What is required:
The answer is a stretch of the material below, returned exactly: the line containing "Labeling fields. Category: green", the line containing "Labeling fields. Category: white", and all lines between.

Information supplied:
++++++++++++++++++++

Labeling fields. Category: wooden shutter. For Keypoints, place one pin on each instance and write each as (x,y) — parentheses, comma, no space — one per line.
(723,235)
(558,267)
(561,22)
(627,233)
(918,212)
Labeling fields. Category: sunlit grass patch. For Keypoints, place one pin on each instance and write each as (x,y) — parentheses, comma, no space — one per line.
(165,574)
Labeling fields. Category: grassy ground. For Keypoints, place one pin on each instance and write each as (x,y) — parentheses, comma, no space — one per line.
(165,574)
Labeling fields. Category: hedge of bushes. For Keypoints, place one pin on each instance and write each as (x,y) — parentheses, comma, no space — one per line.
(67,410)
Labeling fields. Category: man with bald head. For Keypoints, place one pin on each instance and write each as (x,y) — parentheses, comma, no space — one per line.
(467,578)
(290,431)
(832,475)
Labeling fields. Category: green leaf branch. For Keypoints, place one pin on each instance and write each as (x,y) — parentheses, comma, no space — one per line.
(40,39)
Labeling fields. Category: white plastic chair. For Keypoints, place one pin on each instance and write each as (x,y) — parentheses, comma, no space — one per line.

++++++++++++++++++++

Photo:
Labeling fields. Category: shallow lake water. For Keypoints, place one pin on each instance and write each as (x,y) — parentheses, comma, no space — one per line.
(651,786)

++++++++++++++++++++

Solution to the problem:
Labeling fields. Category: green leaf branch. For Keypoints, place one pin on each instance and write each as (x,y) — parentheses, comma, no space — one per line.
(40,39)
Labeling fields. Category: white plastic chair. For Keypoints, place one pin on each instance and write each as (x,y) — parentheses, comma, no space — one per line.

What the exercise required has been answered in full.